● **Parts of the exercise**:
(A) Transcribe the HIV funding article from "By Juan Michel" to "channelled through them.".
(B) Pick up the HIV funding article after its last sentence and continue writing it.

● **Source extract**:
- - -

'Accountability crucial' when faith groups are funded to combat HIV

By Juan Michel
30 Mar 2010

A top official from a major funding agency says faith communities are crucial to combating the HIV pandemic, but they need to meet international standards of accountability when funds are channelled through them.

Christoph Benn, director of external relations and partnerships at the Global Fund to Fight AIDS, Tuberculosis and Malaria, said relationships between major international funding agencies and faith communities have, "a mixed history".

On the one hand, funding organisations regard the role of faith communities as, "absolutely critical", said Benn. "We want to work with you, [and] channel funds through you, otherwise we often cannot make progress against AIDS and other diseases."

On the other hand, he noted that one challenge in working with faith communities is that of accountability.

"You may be used to being accountable to a higher authority," Benn told the religious leaders but he added that for funding organisations, "accountability is about money".

- - -

● **Records**:
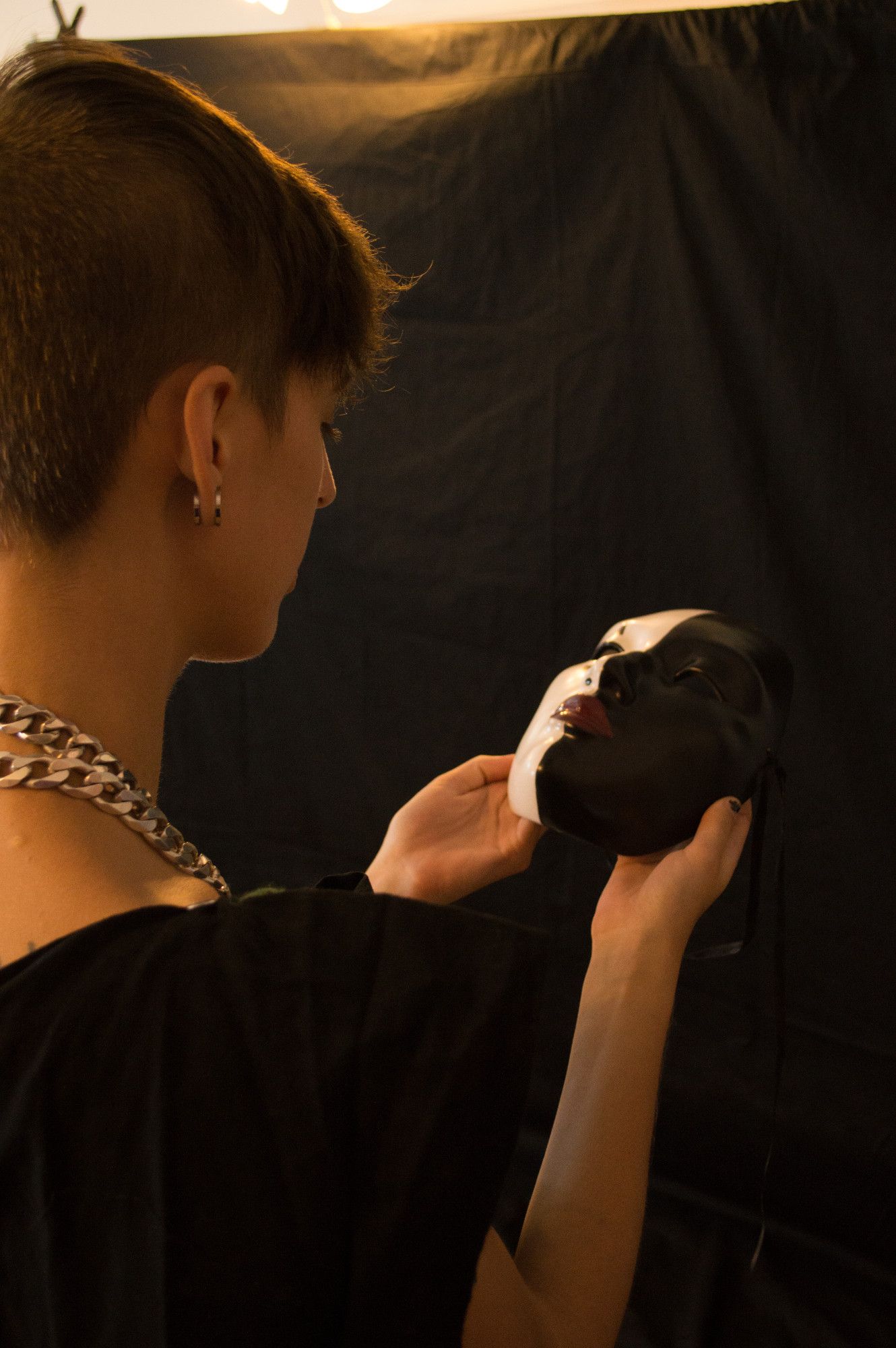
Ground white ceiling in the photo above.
[0,0,791,52]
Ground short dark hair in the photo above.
[0,38,407,551]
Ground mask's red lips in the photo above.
[554,693,613,740]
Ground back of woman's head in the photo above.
[0,38,403,550]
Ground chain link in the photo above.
[0,693,230,906]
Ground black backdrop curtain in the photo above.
[129,0,896,1348]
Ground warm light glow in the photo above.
[333,0,389,13]
[247,0,290,13]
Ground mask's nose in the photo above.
[601,651,653,705]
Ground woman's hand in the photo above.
[591,795,753,950]
[366,754,547,903]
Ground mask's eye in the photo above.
[675,665,725,702]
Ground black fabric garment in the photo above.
[0,872,547,1348]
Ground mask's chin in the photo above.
[536,716,742,856]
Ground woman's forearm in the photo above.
[515,926,684,1348]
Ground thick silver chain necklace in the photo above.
[0,487,230,909]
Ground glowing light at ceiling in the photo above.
[247,0,290,13]
[333,0,389,13]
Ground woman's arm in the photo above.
[515,922,684,1348]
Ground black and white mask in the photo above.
[508,608,794,856]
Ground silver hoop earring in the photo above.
[193,487,221,524]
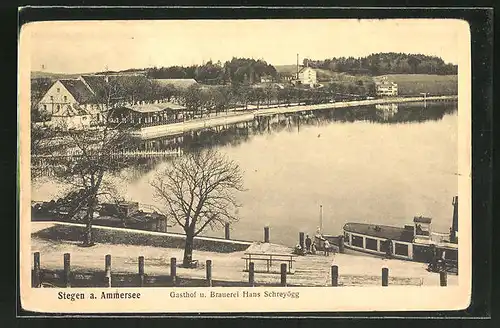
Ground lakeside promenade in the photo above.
[134,95,458,139]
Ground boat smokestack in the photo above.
[450,196,458,243]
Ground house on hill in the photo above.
[151,79,198,89]
[38,74,197,129]
[276,65,318,88]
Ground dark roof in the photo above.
[299,66,314,73]
[413,216,432,223]
[344,222,413,243]
[119,102,186,113]
[151,79,198,89]
[59,79,94,104]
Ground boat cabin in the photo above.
[413,216,432,239]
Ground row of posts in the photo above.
[224,223,269,243]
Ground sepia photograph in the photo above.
[19,19,472,313]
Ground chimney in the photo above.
[450,196,458,242]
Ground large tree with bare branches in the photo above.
[151,149,243,267]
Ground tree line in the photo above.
[146,57,278,84]
[303,52,458,75]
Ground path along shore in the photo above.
[31,222,458,286]
[135,95,458,139]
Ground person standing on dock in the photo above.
[324,239,330,256]
[306,235,312,254]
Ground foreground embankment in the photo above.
[136,96,458,139]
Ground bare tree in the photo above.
[151,149,243,267]
[45,77,134,246]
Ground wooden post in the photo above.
[339,235,345,254]
[382,268,389,286]
[206,260,212,287]
[299,232,305,249]
[264,226,269,243]
[64,253,71,288]
[170,257,177,286]
[439,270,448,287]
[248,262,255,287]
[224,223,231,239]
[104,254,111,287]
[33,252,42,288]
[332,265,339,287]
[139,256,144,287]
[281,263,286,287]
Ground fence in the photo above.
[31,252,447,288]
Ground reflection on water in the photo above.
[33,102,458,245]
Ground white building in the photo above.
[375,77,398,97]
[38,79,96,129]
[297,67,318,88]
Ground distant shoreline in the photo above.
[134,95,458,139]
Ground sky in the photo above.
[24,19,468,73]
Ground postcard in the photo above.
[19,19,473,314]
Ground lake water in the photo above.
[33,102,458,245]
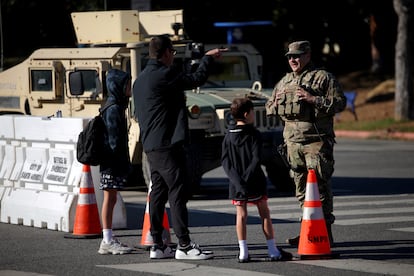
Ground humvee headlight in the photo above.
[188,104,201,119]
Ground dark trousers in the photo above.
[146,146,190,245]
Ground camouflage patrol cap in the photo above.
[285,40,310,56]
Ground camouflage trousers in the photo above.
[287,139,335,224]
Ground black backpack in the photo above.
[76,104,112,166]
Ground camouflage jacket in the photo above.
[266,64,346,142]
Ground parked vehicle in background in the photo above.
[0,10,290,191]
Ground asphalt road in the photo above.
[0,139,414,276]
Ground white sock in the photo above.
[266,239,280,257]
[102,229,112,243]
[239,240,249,260]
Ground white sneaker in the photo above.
[150,244,175,259]
[98,239,132,255]
[175,242,214,260]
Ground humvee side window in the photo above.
[209,56,250,81]
[69,70,102,96]
[30,70,53,92]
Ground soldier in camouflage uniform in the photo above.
[266,41,346,245]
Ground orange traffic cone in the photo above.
[141,183,171,248]
[298,169,332,259]
[64,165,102,238]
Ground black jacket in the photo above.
[100,69,131,176]
[133,56,213,152]
[221,124,267,200]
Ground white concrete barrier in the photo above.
[0,115,127,232]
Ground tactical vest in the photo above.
[277,70,315,122]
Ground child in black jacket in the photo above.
[222,98,292,263]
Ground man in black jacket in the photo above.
[133,35,227,260]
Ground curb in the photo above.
[335,130,414,141]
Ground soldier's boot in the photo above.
[286,235,300,246]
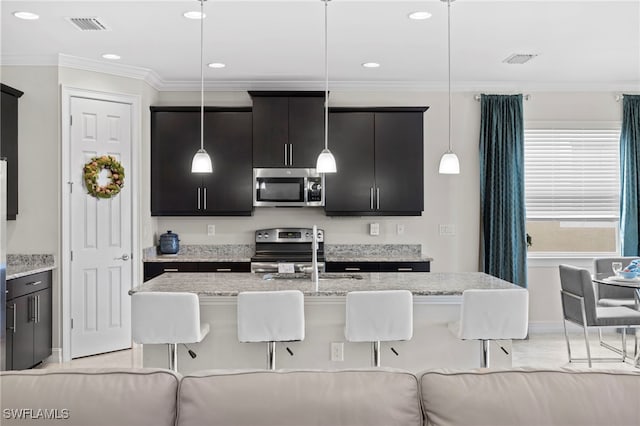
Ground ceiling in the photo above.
[0,0,640,91]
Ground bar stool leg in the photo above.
[167,343,178,373]
[480,340,489,368]
[371,340,380,367]
[267,342,276,370]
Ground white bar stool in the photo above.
[449,288,529,368]
[238,290,304,370]
[344,290,413,367]
[131,292,209,372]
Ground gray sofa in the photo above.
[0,369,640,426]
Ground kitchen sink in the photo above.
[262,273,362,281]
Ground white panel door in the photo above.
[69,97,133,358]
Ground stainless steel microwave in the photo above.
[253,169,324,207]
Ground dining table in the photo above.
[592,273,640,368]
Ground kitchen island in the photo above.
[131,272,518,373]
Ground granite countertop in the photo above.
[143,244,433,262]
[7,254,56,280]
[129,272,519,296]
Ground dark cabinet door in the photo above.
[151,111,202,215]
[32,287,52,364]
[375,112,424,215]
[289,97,324,169]
[325,112,375,215]
[8,294,35,370]
[202,112,253,215]
[0,84,22,220]
[253,96,290,167]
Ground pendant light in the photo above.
[316,0,338,173]
[191,0,213,173]
[438,0,460,175]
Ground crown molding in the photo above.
[0,54,640,93]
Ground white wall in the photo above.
[2,66,632,347]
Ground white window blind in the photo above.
[524,129,620,220]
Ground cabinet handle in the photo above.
[9,303,18,334]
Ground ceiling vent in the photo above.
[502,53,538,64]
[67,18,109,31]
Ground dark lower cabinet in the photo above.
[326,261,431,272]
[144,262,251,281]
[6,271,52,370]
[151,107,253,216]
[325,107,426,216]
[0,84,23,220]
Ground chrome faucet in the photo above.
[311,225,319,293]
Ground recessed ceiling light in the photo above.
[13,12,40,21]
[409,11,431,21]
[182,10,207,19]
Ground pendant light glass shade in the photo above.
[316,148,338,173]
[191,149,213,173]
[438,0,460,175]
[438,151,460,175]
[191,0,213,173]
[316,0,338,173]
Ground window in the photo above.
[524,127,620,253]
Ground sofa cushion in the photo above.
[420,369,640,426]
[177,369,422,426]
[0,369,180,426]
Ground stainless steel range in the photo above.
[251,228,325,273]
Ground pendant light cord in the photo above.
[323,0,329,149]
[200,0,205,149]
[447,0,452,152]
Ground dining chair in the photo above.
[131,292,209,372]
[559,265,640,367]
[593,256,638,355]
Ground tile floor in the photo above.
[39,331,640,372]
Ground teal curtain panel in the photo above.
[480,95,527,287]
[620,95,640,256]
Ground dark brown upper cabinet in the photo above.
[325,107,427,216]
[0,84,23,220]
[151,107,253,216]
[249,91,324,168]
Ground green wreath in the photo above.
[83,155,124,198]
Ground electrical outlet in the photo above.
[331,342,344,361]
[439,224,456,235]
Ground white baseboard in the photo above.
[44,348,62,364]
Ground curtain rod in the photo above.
[473,95,531,102]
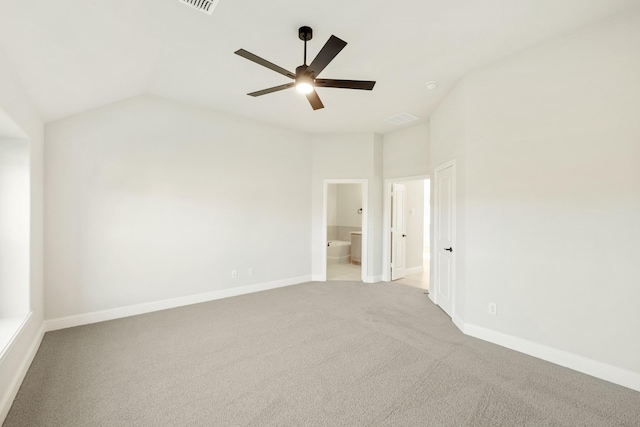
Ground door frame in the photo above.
[322,179,373,283]
[429,159,458,322]
[382,175,433,282]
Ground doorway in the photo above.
[324,180,368,282]
[383,175,431,290]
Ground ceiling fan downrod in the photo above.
[298,27,313,65]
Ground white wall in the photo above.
[382,123,430,179]
[0,137,30,317]
[336,184,362,227]
[45,97,311,318]
[311,134,382,281]
[0,52,44,422]
[431,5,640,382]
[327,184,338,229]
[402,180,425,269]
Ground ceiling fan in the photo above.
[235,27,376,110]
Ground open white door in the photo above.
[433,164,455,317]
[391,184,407,280]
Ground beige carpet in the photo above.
[4,282,640,427]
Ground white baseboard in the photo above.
[404,265,424,276]
[464,322,640,391]
[0,319,44,425]
[44,276,311,332]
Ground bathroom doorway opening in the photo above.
[324,180,367,282]
[382,175,431,291]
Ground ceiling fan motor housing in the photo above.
[298,27,313,42]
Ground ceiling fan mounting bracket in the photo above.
[298,27,313,42]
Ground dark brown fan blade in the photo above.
[307,36,347,77]
[247,82,296,96]
[315,79,376,90]
[307,90,324,110]
[234,49,296,79]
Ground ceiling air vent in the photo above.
[384,113,418,125]
[178,0,218,15]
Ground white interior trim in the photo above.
[0,311,33,365]
[314,179,376,283]
[0,320,45,425]
[454,322,640,391]
[404,265,424,276]
[382,175,433,282]
[44,276,311,332]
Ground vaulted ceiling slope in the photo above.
[0,0,640,133]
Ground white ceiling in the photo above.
[0,0,640,133]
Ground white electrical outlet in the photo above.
[489,302,498,316]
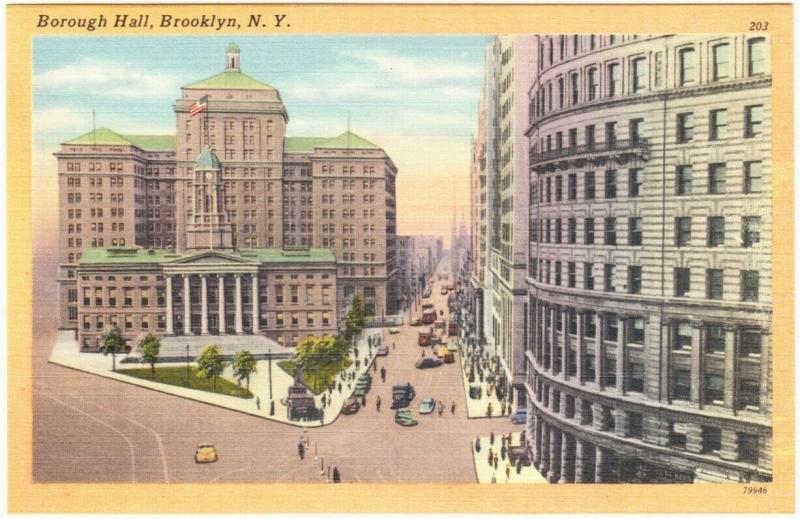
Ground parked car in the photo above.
[342,396,361,414]
[394,409,419,427]
[414,357,442,369]
[419,396,436,414]
[511,409,528,423]
[391,382,417,409]
[194,443,218,463]
[469,384,483,400]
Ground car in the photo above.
[419,396,436,414]
[194,443,218,463]
[342,396,361,414]
[511,409,528,423]
[414,357,442,369]
[394,409,419,427]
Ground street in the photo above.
[33,261,521,483]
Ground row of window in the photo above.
[530,216,761,247]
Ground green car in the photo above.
[394,409,419,427]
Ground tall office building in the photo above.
[56,44,397,348]
[526,34,772,483]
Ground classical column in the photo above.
[576,310,586,385]
[594,445,608,483]
[233,274,243,335]
[575,438,586,483]
[250,274,261,334]
[183,274,192,335]
[616,315,628,395]
[166,276,175,335]
[725,326,739,414]
[547,427,561,483]
[200,274,208,335]
[558,432,575,483]
[561,306,569,380]
[217,274,227,335]
[594,312,606,389]
[690,321,705,408]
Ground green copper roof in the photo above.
[64,128,175,151]
[194,148,219,171]
[319,132,380,150]
[283,132,380,153]
[238,249,336,263]
[81,248,181,265]
[183,70,275,90]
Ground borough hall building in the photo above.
[55,44,397,351]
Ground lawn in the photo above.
[278,357,353,395]
[117,366,253,398]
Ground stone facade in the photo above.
[526,35,772,482]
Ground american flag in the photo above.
[189,95,208,117]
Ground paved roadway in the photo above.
[33,260,521,482]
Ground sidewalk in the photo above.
[470,433,547,483]
[49,329,381,428]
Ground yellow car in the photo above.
[194,443,217,463]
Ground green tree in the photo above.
[139,333,161,380]
[197,344,227,391]
[100,326,125,371]
[233,350,256,392]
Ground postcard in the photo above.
[6,4,795,513]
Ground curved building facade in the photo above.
[525,34,772,483]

- - -

● **Expected results**:
(A)
By Juan Michel
30 Mar 2010

A top official from a major funding agency says faith communities are crucial to combating the HIV pandemic, but they need to meet international standards of accountability when funds are channelled through them.

(B)
Benn, a German Lutheran physician who chaired the committee which developed the first policy statement of the World Council of Churches on HIV and AIDS 15 years ago, was addressing a high-level 22 to 23 March inter-religious meeting in Den Dolder, near Utrecht.

The Global Fund official acknowledged that the organisation's procedures are perceived as, "too complex and sometimes cumbersome". With regard to faith communities, he said, "As we want to work with you, the challenge for us is to think how can we improve that, and how can we build capacity within your own communities to deal with the issue of accountability."

Convened by the Geneva-based Ecumenical Advocacy Alliance and the Dutch Catholic agency Cordaid, the Den Dolder gathering was billed as the, "first-ever religious summit on HIV". The inter-religious meeting brought together around 40 Baha'i, Buddhist, Christian, Hindu, Jewish, Muslim and Sikh leaders.

The General Secretary of the World Council of churches, the Rev. Olav Fykse Tveit also referred to the need for accountability in responding to the HIV pandemic. "HIV is an issue of human relationships, an issue of accountability", he said. Listening to those "who are vulnerable, even stigmatised", is the best way to "learn what accountability to the creator of all human beings means".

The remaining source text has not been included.